● Исходный текст
Транспортный корабль снабжения, комплекс «Алмаз» и крылатые ракеты в семидесятые годы переместили центр тяжести разработок на фирму Челомея и то обстоятельство, что вместо титана Королева, после его смерти фирмой руководил «простой смертный» В.П.Мишин вплоть до 1974 года в значительной мере этому способствовало. Приход затем В.П.Глушко, человека уровня Королева, резко изменил ситуацию. В конечном итоге, у Челомея одну за другой отобрали орбитальные станции, транспортный корабль снабжения использовали в интересах первой в мире королевской пилотируемой орбитальной станции, а разработка возвращаемого аппарата даже не была закончена. Новая тема «Буран», Постановление по которой вышло в 1976 году, как реакция на испуг Брежнева, что американский «Shuttle» может, спустившись с орбиты разбомбить в пух и прах Москву, а также обширные планы по станции «Мир», разрекламированные, как международные, вернули ОКБ-1 былое лидерство в ракетно-космической технике. Странную картину раздвоенности во всех партийно-правительственных и военно-промышленных кругах по отношению к «Алмазу» и вообще к фирме Челомея можно было наблюдать в те годы. Казалось, весь мир был разделен на ярых сторонников и еще более ярых противников этих работ! Но мы, разработчики, быстро привыкли к такому положению и продолжали делать свое дело.

Организация работ по комплексу «Алмаз» отличалась четкостью и в этом, безусловно, заслуга Челомея, его требовательность к исполнителям и умение охватить все до мелочей. Я обратил внимание на одну особенность в его работе. На любом совещании, которое он проводил, существовал такой порядок: он не отдавал указаний своим подчиненным, но каждый должен был из его слов улавливать и затем выполнить то, что его касалось.

● Постановка задачи 1
Можете вывести текст о работах над комплексом «Алмаз» целиком, слово в слово?

● Данные задания

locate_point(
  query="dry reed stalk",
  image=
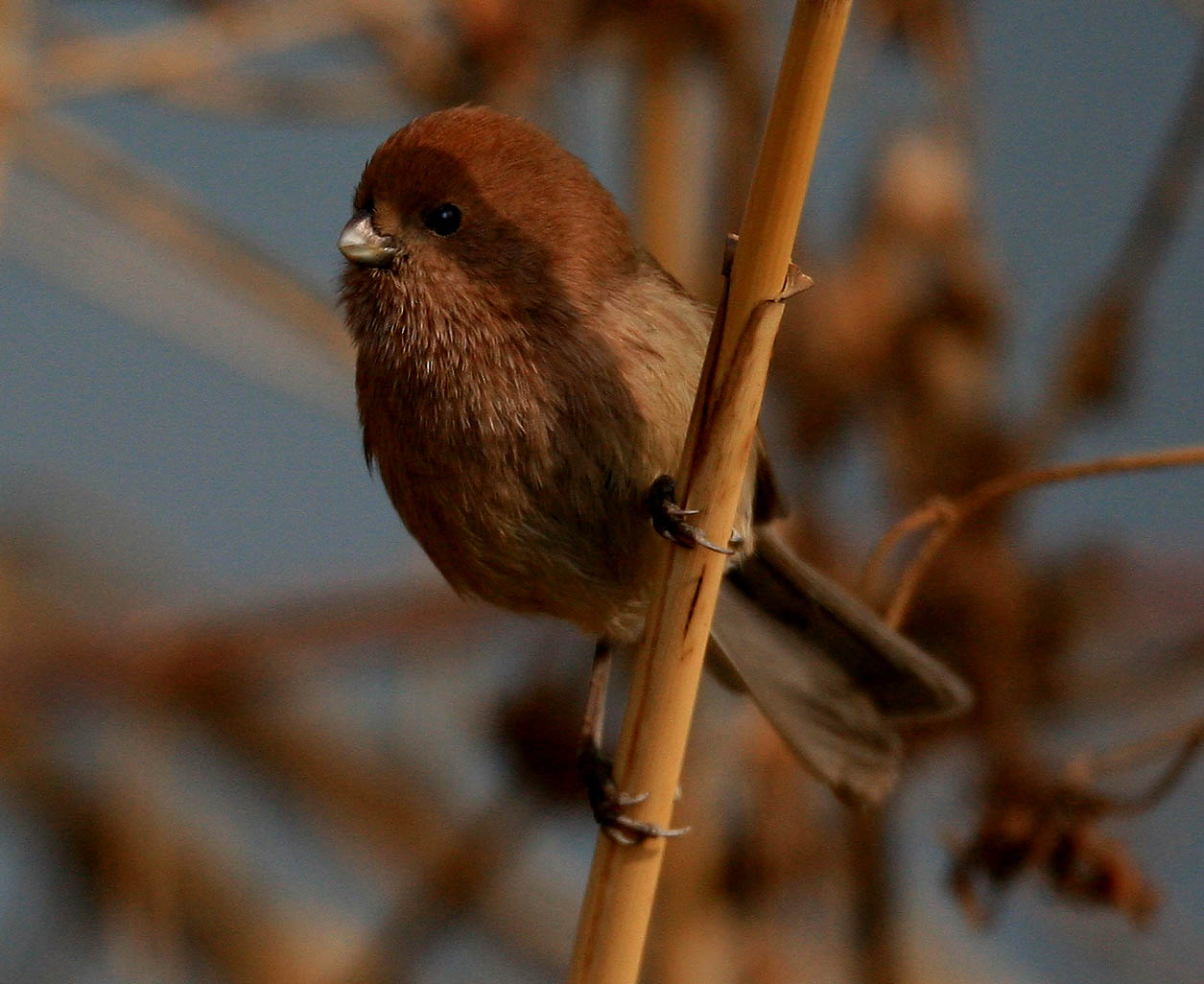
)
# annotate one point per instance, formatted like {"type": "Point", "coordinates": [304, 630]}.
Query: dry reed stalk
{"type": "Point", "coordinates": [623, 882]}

● Постановка задачи 2
Можете вывести все записи заново, заменив «dry reed stalk» на «dry cattail stalk» и больше ничего не меняя? Изображения в ответ не включайте.

● Ответ на задание 1
Транспортный корабль снабжения, комплекс «Алмаз» и крылатые ракеты в семидесятые годы переместили центр тяжести разработок на фирму Челомея и то обстоятельство, что вместо титана Королева, после его смерти фирмой руководил «простой смертный» В.П.Мишин вплоть до 1974 года в значительной мере этому способствовало. Приход затем В.П.Глушко, человека уровня Королева, резко изменил ситуацию. В конечном итоге, у Челомея одну за другой отобрали орбитальные станции, транспортный корабль снабжения использовали в интересах первой в мире королевской пилотируемой орбитальной станции, а разработка возвращаемого аппарата даже не была закончена. Новая тема «Буран», Постановление по которой вышло в 1976 году, как реакция на испуг Брежнева, что американский «Shuttle» может, спустившись с орбиты разбомбить в пух и прах Москву, а также обширные планы по станции «Мир», разрекламированные, как международные, вернули ОКБ-1 былое лидерство в ракетно-космической технике. Странную картину раздвоенности во всех партийно-правительственных и военно-промышленных кругах по отношению к «Алмазу» и вообще к фирме Челомея можно было наблюдать в те годы. Казалось, весь мир был разделен на ярых сторонников и еще более ярых противников этих работ! Но мы, разработчики, быстро привыкли к такому положению и продолжали делать свое дело.

Организация работ по комплексу «Алмаз» отличалась четкостью и в этом, безусловно, заслуга Челомея, его требовательность к исполнителям и умение охватить все до мелочей. Я обратил внимание на одну особенность в его работе. На любом совещании, которое он проводил, существовал такой порядок: он не отдавал указаний своим подчиненным, но каждый должен был из его слов улавливать и затем выполнить то, что его касалось.

● Ответ на задание 2
locate_point(
  query="dry cattail stalk",
  image=
)
# annotate one point per instance, formatted like {"type": "Point", "coordinates": [304, 630]}.
Query: dry cattail stalk
{"type": "Point", "coordinates": [623, 882]}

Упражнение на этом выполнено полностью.